◆ DATASET CONTENT ◆
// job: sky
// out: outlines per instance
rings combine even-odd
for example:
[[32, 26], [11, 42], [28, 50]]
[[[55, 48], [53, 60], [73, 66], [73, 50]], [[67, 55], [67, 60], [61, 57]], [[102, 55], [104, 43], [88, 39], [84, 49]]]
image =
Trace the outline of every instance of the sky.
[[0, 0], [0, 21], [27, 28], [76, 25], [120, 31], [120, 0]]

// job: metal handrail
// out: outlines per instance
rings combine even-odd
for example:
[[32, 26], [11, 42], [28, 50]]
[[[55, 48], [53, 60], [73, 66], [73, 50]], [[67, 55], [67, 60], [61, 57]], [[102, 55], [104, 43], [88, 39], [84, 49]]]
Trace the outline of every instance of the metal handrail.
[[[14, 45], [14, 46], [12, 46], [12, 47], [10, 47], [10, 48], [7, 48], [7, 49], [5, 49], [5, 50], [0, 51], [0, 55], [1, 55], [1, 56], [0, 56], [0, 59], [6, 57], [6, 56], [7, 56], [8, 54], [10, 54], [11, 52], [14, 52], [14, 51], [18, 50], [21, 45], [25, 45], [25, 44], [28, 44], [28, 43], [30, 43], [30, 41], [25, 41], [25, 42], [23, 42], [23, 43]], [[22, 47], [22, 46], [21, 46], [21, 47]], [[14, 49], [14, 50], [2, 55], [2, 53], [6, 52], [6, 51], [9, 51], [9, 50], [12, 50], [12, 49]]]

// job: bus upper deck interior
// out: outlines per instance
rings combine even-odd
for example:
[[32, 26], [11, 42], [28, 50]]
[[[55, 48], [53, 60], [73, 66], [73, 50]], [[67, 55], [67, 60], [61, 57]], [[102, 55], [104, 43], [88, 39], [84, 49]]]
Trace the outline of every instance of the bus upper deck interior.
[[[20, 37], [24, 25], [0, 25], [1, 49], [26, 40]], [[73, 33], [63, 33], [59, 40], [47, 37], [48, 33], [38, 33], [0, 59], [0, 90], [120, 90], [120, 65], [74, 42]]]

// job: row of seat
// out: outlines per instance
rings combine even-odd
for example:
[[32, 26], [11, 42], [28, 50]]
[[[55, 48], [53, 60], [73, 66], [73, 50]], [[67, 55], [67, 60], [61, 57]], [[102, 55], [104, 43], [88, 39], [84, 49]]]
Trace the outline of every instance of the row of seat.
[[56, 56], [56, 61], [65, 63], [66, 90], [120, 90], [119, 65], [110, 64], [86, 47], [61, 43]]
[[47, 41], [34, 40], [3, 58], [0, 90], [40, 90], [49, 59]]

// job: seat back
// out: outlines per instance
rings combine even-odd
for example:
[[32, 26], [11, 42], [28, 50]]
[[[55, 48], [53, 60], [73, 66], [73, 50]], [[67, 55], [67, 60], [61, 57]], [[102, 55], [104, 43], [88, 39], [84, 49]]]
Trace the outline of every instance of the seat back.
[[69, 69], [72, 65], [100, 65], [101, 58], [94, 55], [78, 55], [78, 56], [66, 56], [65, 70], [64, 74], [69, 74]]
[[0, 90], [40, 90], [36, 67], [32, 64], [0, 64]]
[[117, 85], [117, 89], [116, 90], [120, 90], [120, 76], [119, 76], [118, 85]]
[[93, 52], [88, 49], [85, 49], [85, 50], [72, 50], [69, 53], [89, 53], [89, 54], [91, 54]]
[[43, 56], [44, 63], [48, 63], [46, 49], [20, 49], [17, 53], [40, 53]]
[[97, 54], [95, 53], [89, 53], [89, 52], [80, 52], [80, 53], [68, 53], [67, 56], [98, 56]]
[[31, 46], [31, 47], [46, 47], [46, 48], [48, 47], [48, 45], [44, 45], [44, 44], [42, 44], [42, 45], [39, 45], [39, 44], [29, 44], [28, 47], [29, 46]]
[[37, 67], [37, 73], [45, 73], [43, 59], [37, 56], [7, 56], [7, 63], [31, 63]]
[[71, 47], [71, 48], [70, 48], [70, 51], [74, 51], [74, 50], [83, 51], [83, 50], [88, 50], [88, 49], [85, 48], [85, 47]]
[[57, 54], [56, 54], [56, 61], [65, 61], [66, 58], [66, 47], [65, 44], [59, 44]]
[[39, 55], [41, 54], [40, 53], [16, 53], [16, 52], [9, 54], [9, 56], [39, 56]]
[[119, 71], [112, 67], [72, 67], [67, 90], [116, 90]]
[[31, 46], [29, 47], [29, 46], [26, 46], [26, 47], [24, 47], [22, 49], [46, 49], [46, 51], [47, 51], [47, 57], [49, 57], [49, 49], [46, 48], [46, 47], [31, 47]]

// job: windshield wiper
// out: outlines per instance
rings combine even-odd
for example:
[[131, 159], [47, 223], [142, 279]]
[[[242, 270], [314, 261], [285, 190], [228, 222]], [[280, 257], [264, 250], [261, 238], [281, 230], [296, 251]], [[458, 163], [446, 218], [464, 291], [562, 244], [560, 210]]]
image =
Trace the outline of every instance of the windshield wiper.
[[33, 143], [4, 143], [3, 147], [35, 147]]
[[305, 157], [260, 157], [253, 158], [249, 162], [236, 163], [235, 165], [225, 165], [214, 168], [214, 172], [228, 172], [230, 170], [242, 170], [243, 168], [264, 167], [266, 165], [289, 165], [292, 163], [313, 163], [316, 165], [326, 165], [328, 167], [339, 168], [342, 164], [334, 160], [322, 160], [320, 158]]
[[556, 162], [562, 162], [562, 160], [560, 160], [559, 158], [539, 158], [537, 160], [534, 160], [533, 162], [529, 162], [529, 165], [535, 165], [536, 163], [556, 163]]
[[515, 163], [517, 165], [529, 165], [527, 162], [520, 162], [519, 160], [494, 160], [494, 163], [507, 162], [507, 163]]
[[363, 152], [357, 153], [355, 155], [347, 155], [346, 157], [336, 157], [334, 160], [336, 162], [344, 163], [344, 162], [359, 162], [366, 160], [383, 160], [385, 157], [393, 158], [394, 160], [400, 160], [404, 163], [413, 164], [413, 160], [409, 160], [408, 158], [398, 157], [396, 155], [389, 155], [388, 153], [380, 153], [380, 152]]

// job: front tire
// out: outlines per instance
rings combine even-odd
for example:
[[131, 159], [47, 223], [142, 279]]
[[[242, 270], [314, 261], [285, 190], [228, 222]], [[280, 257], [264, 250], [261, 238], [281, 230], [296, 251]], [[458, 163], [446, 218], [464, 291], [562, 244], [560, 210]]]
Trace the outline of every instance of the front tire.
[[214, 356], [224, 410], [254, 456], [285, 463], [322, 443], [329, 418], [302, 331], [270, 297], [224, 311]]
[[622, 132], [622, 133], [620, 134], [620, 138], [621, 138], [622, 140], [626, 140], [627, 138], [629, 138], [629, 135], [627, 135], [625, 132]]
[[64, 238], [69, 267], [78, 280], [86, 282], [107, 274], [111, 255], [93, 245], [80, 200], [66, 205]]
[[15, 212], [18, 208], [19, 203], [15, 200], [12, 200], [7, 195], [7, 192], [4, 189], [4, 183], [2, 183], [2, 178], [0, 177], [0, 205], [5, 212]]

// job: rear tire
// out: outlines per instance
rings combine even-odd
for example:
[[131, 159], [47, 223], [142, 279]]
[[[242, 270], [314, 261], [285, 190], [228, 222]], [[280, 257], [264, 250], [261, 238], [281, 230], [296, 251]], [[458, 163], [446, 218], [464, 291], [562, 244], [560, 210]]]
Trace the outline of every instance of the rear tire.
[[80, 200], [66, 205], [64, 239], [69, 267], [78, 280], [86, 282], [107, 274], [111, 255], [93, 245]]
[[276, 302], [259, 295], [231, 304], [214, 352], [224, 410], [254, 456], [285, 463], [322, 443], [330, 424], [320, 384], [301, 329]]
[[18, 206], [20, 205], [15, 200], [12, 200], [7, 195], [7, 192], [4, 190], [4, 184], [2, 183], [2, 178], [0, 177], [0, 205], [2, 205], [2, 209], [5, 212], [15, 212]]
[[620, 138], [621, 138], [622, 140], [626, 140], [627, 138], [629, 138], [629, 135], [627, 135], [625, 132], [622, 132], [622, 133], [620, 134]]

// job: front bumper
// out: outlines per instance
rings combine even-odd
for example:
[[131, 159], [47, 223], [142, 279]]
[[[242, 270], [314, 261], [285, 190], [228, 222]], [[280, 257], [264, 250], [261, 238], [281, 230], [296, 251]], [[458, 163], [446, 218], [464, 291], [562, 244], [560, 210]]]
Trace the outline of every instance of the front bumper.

◆ ABOUT THIS TASK ◆
Could you copy out every line in the material above that contains the string "bumper"?

◆ FINAL ANSWER ◆
// job: front bumper
Trace the outline of every instance of the front bumper.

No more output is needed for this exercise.